Music for the masses, DM
No hay manera de saber la razón por la que todos disfrutamos las mismas cosas. Deberíamos tener gustos individuales que nadie comparta. Cada uno una debilidad íntima, que no sea la de los otros o que no despierte el mismo interés, ni siquiera interés público alguno. En cierto modo el hecho de que exista esa afición común, la de ir a la playa o visitar un museo o escuchar un concierto de música sinfónica o sentarnos en las terrazas y tomar un vermut, hace que no seamos tan exigentes, se diluye la responsabilidad, se rebajan en cierto modo las expectativas, y no es tan importante que la playa no sea la que esperábamos o que el museo no tenga los cuadros que deseábamos ver o que el concierto no tuviera los intérpretes idóneos o la terraza no nos entusiasme. Se comparte la decepción y esa división hace que el daño no sea tan evidente o que no haya ninguno incluso. Somos masa pura para lo bueno y para lo malo. Cuando pienso en qué tengo yo que sea enteramente mío, de lo que posea una propiedad de verdad privada, que no suscite la inclinación o la devoción ajena, no encuentro nada a lo que acogerme, ninguna cosa que me apasione y de la que tenga la sensación de que es rara o de que no alienta el favor popular.

------------------------------------------------

Descripción de la tarea:
Según el texto sobre los gustos compartidos, ¿qué efecto tiene que la decepción se comparta?

Información mostrada:
------------------------------------------------

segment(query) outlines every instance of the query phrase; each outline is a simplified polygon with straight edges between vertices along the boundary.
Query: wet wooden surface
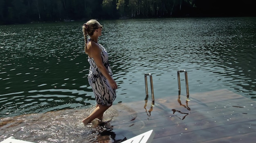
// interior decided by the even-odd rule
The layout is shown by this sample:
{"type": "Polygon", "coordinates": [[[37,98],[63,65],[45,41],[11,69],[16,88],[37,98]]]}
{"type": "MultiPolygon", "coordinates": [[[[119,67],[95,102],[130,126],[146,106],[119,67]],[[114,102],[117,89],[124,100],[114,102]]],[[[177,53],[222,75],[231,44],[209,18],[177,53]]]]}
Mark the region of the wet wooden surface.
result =
{"type": "Polygon", "coordinates": [[[177,95],[156,96],[150,116],[150,99],[147,113],[144,101],[117,105],[114,108],[119,112],[125,106],[124,110],[132,109],[130,112],[136,117],[128,122],[116,120],[112,125],[134,135],[153,129],[155,143],[256,141],[256,103],[252,100],[227,90],[192,94],[186,103],[186,96],[181,95],[180,100],[177,95]]]}
{"type": "Polygon", "coordinates": [[[153,143],[254,143],[256,102],[226,89],[170,95],[155,106],[145,97],[113,105],[106,123],[85,126],[90,108],[0,119],[0,141],[10,136],[36,143],[119,143],[153,129],[153,143]]]}

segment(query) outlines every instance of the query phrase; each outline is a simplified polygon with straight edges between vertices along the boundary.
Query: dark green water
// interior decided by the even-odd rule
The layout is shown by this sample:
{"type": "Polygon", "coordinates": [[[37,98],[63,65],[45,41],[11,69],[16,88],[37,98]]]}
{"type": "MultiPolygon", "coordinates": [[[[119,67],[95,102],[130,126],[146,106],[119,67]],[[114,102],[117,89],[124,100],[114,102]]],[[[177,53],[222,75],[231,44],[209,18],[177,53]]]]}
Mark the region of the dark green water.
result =
{"type": "MultiPolygon", "coordinates": [[[[116,104],[144,95],[145,73],[156,98],[177,95],[183,69],[190,93],[227,89],[256,98],[255,17],[99,22],[119,85],[116,104]]],[[[0,27],[0,117],[95,104],[83,22],[0,27]]]]}
{"type": "MultiPolygon", "coordinates": [[[[40,143],[92,143],[105,136],[101,131],[108,127],[92,129],[80,122],[95,104],[87,80],[84,22],[0,26],[1,140],[12,135],[40,143]]],[[[152,74],[155,99],[177,100],[180,69],[188,72],[190,94],[227,89],[256,101],[255,17],[99,22],[99,42],[118,85],[117,106],[144,101],[146,73],[152,74]]],[[[120,121],[134,118],[126,110],[120,121]]],[[[107,118],[118,113],[111,108],[107,118]]],[[[114,129],[107,136],[122,139],[129,134],[114,129]]]]}

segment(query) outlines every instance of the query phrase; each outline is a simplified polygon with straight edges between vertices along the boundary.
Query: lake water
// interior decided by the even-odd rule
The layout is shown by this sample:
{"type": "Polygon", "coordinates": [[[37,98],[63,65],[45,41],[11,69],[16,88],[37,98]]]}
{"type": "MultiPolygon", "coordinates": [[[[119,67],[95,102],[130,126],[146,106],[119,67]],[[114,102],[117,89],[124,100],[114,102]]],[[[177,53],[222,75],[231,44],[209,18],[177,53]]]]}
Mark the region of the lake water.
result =
{"type": "MultiPolygon", "coordinates": [[[[227,89],[256,101],[255,17],[99,21],[119,87],[114,104],[144,100],[146,73],[155,98],[177,96],[180,69],[191,93],[227,89]]],[[[84,22],[0,26],[0,118],[95,104],[84,22]]]]}

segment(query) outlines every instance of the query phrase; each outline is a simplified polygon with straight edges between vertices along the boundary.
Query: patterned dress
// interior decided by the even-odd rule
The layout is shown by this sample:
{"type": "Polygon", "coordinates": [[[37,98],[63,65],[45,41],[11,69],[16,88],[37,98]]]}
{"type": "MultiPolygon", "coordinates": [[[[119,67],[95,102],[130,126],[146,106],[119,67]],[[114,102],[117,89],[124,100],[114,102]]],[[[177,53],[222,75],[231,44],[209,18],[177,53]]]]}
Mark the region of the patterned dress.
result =
{"type": "MultiPolygon", "coordinates": [[[[109,74],[112,77],[112,72],[108,62],[108,54],[101,45],[98,44],[102,50],[101,52],[101,56],[103,65],[108,72],[109,74]]],[[[116,98],[116,90],[111,87],[108,81],[100,72],[93,58],[90,58],[88,56],[88,61],[90,64],[88,81],[92,88],[97,104],[110,106],[116,98]]]]}

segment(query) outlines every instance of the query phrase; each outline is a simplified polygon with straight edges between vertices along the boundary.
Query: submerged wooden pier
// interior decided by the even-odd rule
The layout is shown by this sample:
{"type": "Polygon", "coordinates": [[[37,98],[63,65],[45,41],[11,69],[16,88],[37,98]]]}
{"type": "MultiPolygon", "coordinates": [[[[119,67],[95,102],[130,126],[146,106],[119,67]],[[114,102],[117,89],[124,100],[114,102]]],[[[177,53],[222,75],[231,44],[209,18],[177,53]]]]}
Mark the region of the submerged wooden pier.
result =
{"type": "Polygon", "coordinates": [[[189,100],[183,95],[156,98],[153,106],[146,99],[113,105],[104,115],[106,125],[99,127],[80,122],[94,107],[0,119],[0,141],[12,136],[35,142],[118,142],[151,130],[153,143],[256,139],[256,102],[227,89],[191,94],[189,100]]]}

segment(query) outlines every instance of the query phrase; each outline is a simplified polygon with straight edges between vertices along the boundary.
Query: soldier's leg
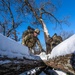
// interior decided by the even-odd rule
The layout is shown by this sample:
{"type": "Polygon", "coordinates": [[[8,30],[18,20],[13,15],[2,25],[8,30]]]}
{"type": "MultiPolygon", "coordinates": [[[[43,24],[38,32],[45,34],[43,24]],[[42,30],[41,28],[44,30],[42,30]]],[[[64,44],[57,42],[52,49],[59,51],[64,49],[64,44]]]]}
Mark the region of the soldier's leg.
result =
{"type": "Polygon", "coordinates": [[[30,55],[34,54],[34,50],[32,48],[29,48],[29,51],[30,51],[30,55]]]}

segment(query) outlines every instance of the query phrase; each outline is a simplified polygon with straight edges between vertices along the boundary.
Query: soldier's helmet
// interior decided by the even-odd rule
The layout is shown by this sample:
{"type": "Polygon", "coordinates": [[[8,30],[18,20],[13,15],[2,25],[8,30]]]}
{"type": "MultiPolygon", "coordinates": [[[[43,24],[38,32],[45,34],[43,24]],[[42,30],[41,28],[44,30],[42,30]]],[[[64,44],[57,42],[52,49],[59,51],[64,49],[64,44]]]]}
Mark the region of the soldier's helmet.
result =
{"type": "Polygon", "coordinates": [[[36,32],[37,34],[40,34],[40,30],[39,29],[35,29],[34,32],[36,32]]]}

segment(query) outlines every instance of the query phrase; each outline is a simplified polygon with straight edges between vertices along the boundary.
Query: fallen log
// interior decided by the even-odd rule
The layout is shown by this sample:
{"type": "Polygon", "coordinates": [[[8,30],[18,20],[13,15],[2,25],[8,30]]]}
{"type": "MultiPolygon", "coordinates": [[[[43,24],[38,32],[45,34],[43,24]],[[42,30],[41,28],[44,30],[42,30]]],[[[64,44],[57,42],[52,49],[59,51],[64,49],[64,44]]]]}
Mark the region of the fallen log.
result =
{"type": "Polygon", "coordinates": [[[0,58],[1,61],[10,61],[0,64],[0,75],[19,75],[22,72],[31,70],[35,67],[45,66],[42,60],[0,58]]]}

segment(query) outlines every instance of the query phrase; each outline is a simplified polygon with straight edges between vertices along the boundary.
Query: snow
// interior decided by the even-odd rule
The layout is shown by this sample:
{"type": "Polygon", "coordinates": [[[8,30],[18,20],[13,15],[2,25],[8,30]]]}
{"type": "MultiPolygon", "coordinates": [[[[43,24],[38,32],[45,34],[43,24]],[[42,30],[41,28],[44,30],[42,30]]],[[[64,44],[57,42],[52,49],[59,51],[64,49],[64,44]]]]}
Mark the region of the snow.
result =
{"type": "Polygon", "coordinates": [[[30,56],[29,50],[26,46],[0,34],[0,56],[7,56],[9,58],[23,57],[28,59],[39,59],[39,57],[30,56]]]}
{"type": "MultiPolygon", "coordinates": [[[[53,48],[51,54],[46,55],[46,53],[41,52],[40,55],[36,56],[30,55],[29,50],[26,46],[23,46],[22,44],[0,34],[0,57],[7,56],[9,58],[17,57],[20,59],[23,59],[23,57],[25,57],[28,59],[47,60],[49,58],[65,56],[66,54],[71,54],[74,52],[75,52],[75,34],[70,38],[68,38],[67,40],[60,43],[59,45],[57,45],[55,48],[53,48]]],[[[0,60],[0,64],[5,64],[9,62],[11,61],[0,60]]],[[[61,71],[56,72],[59,73],[58,75],[66,75],[61,71]]]]}

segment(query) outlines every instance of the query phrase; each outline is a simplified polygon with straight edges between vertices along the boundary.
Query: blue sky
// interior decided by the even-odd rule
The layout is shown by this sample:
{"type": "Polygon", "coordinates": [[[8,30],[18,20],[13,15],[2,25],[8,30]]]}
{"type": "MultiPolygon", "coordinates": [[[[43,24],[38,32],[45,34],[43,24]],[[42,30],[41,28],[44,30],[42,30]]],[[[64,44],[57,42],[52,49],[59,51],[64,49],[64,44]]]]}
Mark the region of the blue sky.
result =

------------------------------------------------

Respuesta al ejercicio:
Esa división hace que el daño no sea tan evidente, o incluso que no haya ninguno.